======== TEXT BLOCK

Profiles
Sam
My first stint at Nestlé was in 2002 when I undertook an industrial placement at Head Office, Croydon. Despite working for a degree in Banking, Finance and Management, I opted for a role in Supply Chain initially working in the Customer Service department. During this year, I was exposed to the commercial team and I worked closely with them to ensure their plans came to fruition.
Before leaving my role to complete my degree, I was certain that a job in Nestlé Sales was what I wanted to pursue. I started my sales career in August 2004 as a Business Executive on the Morrisons / Safeway account. I was the Business Manager’s right hand person, providing support in all aspects of the day to day role. The great thing about Nestlé Sales is the responsibility and independence you are given early on. I was able to develop commercial acumen on the job through actively taking on more business management responsibility.
I was (and am) responsible for my own development. Nestlé are dedicated to helping you meet the personal development goals you set yourself. They have invested time and money in developing training programmes that can be tailored to individual needs. Nestlé strive to be the first choice of customers. They therefore aim to make business managers peerless in eyes of their customer contacts.

================
======== DATASET

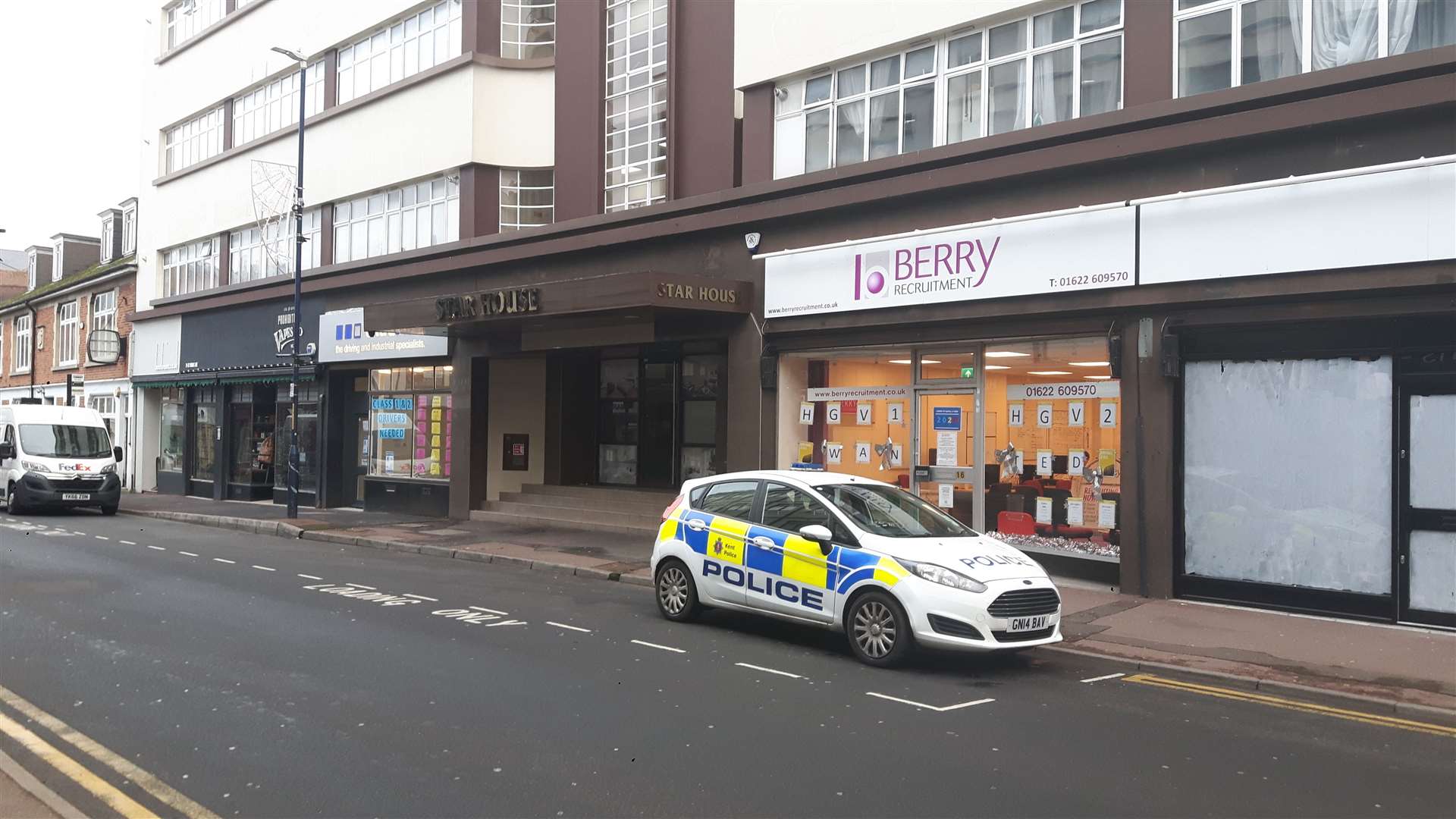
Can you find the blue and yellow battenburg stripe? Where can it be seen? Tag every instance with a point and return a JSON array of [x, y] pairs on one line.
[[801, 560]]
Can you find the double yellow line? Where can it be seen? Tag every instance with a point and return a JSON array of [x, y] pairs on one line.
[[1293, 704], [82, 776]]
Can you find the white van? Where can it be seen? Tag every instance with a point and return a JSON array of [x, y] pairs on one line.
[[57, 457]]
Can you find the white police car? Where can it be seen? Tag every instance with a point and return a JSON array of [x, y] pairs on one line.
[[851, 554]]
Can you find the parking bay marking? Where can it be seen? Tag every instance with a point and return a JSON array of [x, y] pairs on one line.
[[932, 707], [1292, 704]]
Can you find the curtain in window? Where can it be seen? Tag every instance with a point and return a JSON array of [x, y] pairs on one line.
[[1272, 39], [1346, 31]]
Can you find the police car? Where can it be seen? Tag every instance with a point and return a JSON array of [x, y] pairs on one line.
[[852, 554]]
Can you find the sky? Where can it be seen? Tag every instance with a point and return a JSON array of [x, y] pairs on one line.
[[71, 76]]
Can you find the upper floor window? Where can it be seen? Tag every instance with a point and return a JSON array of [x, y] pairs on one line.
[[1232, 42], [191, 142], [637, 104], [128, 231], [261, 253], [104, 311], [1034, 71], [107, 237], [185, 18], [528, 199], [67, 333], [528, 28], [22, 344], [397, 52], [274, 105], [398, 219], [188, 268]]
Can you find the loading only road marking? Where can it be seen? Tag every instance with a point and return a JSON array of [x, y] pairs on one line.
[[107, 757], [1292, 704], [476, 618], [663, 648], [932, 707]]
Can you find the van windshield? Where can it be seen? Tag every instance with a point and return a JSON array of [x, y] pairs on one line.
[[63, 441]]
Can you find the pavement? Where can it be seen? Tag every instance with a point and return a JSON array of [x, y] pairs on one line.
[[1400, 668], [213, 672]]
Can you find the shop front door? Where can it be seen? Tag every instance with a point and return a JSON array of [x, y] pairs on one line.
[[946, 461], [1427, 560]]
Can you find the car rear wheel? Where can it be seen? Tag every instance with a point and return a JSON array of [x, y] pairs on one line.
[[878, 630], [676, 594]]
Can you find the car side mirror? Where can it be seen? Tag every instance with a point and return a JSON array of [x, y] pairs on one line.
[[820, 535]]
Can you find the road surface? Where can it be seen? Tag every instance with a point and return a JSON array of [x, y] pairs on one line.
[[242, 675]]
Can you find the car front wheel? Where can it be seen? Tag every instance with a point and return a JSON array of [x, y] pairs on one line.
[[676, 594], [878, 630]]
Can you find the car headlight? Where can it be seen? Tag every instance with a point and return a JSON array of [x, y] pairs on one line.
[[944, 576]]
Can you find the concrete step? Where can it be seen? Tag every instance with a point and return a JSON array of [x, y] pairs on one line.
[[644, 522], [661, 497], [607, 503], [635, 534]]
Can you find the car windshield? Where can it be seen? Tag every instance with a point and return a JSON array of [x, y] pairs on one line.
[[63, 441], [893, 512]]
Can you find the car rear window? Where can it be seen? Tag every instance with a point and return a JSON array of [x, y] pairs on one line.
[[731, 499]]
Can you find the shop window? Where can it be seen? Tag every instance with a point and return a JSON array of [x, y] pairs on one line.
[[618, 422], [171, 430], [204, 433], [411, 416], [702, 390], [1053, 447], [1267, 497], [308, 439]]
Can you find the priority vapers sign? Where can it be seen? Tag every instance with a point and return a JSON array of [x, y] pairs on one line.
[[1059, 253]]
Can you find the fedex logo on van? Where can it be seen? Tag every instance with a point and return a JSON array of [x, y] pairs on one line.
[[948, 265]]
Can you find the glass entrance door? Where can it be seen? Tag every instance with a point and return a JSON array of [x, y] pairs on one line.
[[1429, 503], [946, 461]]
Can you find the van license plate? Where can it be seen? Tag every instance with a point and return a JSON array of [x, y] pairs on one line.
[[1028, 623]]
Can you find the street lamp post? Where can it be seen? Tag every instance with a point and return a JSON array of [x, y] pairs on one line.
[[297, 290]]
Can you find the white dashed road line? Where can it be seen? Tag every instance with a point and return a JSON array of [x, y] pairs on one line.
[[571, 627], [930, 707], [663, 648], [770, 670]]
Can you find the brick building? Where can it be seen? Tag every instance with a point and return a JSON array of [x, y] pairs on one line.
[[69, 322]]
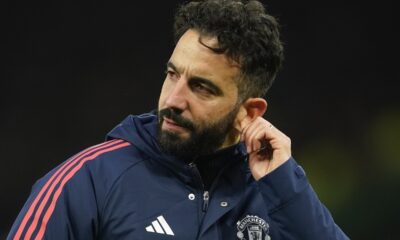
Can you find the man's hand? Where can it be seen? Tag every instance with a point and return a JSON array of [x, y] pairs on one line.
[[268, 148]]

================

CHALLENGE 1
Translate this sentence from the Nestlé career profile into Spanish: "The great thing about Nestlé Sales is the responsibility and independence you are given early on."
CHALLENGE 2
According to the Nestlé career profile, in what month and year did Sam begin a sales career?
CHALLENGE 3
Pick up the Nestlé career profile from where it stops.

OUTPUT 1
Lo mejor de Nestlé Sales es la responsabilidad y la independencia que se te otorgan desde el principio.

OUTPUT 2
August 2004.

OUTPUT 3
Four years on, I have continued to develop through the sales organisation and I am now Lead Business Manager commercially responsible for Nestlé Food and Beverages on the High Street. I head up a team comprising of an Activation manager, Shopper Insight Manager, Business Executive, Financial Analyst and Supply Chain Manager. I also have a Business Manager reporting into me.
The opportunities I have been given are testament to the meritocracy within Nestlé Sales. Such roles are not just about face to face selling. You should aspire to be a commercially well rounded, financially aware business person with sound negotiation skills, the ability to build and maintain rapport and an uncompromising focus on results.
If you want this, join Nestlé Sales!
Jason
I joined Nestlé in July 1997 as a Territory Manager after leaving University, having completed an Honours Degree in Business Studies with French language. My decision to work for Nestlé was driven by the market leading brands, global scale of the business and extensive career development opportunities.
As part of the Nestlé Field Sales team, the Territory Manager role involved both direct selling and merchandising of the Nestlé Confectionery range with Wholesalers, Independents, and Symbol outlets. This provided a very solid foundation in FMCG for my first full time role after leaving university, helping me to quickly build a greater understanding of the wholesale and retail trade.
After a year in Field Sales, I was given the opportunity to relocate to Head Office in York for a new role as Customer Category Manager in the Wholesale channel. My field experience proved to be invaluable in this role and allowed me to provide recommendations and practical solutions to issues faced by both wholesalers and independent retailers alike. As part of my role, I was involved in delivering Seasonal Shows and Category Presentations across the customer base, which allowed me to gain very diverse and detailed customer-facing experience early in my career.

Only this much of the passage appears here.